BEGIN Data in this exercise
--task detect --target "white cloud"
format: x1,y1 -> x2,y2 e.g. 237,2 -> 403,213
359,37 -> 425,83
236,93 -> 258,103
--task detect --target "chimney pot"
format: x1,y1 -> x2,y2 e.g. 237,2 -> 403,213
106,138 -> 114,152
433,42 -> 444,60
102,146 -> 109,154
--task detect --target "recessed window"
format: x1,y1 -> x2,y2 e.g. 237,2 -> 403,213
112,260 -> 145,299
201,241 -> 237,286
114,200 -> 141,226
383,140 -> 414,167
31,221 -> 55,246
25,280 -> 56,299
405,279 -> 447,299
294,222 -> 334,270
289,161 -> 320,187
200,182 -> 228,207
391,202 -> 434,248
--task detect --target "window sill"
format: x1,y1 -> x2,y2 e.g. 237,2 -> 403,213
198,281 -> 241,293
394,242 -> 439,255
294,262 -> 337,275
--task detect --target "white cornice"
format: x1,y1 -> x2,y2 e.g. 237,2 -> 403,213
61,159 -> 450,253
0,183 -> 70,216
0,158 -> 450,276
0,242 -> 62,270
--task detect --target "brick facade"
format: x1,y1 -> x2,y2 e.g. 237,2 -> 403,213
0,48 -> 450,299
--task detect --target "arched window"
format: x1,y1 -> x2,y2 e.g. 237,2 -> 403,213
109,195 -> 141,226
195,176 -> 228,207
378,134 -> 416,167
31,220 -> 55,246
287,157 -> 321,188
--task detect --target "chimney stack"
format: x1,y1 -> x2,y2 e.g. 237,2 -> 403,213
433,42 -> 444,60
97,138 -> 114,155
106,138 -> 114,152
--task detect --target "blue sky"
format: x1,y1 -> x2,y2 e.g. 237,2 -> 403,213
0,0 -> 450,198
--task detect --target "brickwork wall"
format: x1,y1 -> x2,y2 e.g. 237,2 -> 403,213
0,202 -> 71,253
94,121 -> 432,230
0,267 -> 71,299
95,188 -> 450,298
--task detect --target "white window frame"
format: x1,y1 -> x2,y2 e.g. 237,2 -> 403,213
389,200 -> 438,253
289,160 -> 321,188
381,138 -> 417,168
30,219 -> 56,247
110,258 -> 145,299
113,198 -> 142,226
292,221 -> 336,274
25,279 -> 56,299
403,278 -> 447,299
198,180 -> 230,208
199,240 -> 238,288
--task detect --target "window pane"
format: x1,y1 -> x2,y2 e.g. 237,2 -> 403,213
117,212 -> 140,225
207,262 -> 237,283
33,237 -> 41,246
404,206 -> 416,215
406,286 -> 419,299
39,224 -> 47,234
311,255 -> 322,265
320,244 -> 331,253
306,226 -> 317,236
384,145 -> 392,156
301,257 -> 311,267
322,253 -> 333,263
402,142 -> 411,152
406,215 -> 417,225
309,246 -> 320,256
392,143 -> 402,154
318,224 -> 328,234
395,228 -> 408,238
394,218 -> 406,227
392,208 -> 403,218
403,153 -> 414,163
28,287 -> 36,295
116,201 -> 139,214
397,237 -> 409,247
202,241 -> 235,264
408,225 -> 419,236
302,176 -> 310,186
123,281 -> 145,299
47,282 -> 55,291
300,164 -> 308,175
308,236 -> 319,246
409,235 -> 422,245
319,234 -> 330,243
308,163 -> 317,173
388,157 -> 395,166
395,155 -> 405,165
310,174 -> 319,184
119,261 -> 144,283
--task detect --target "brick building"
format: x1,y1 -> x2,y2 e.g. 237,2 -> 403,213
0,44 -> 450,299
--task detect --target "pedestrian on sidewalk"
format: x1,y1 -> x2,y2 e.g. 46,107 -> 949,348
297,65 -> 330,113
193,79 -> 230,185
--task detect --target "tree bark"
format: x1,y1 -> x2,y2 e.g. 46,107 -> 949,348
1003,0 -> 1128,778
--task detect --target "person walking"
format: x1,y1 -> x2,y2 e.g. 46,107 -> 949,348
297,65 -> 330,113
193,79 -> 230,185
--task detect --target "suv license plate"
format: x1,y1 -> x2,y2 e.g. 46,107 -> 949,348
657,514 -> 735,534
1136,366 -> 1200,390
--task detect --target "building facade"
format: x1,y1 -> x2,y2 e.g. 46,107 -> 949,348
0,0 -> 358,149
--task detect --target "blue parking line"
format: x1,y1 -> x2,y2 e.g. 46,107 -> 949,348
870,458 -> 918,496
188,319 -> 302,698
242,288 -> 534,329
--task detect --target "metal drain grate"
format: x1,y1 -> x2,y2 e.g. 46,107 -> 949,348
END Data in this exercise
• What is needed: Report each line of the items above that contains the word "window", matching case exactly.

• Result of this task:
--task detect --target "recessed window"
--task detect --target "window sill"
--task detect --target "arched window"
--task detect --target "white window frame"
--task detect --target "window pane"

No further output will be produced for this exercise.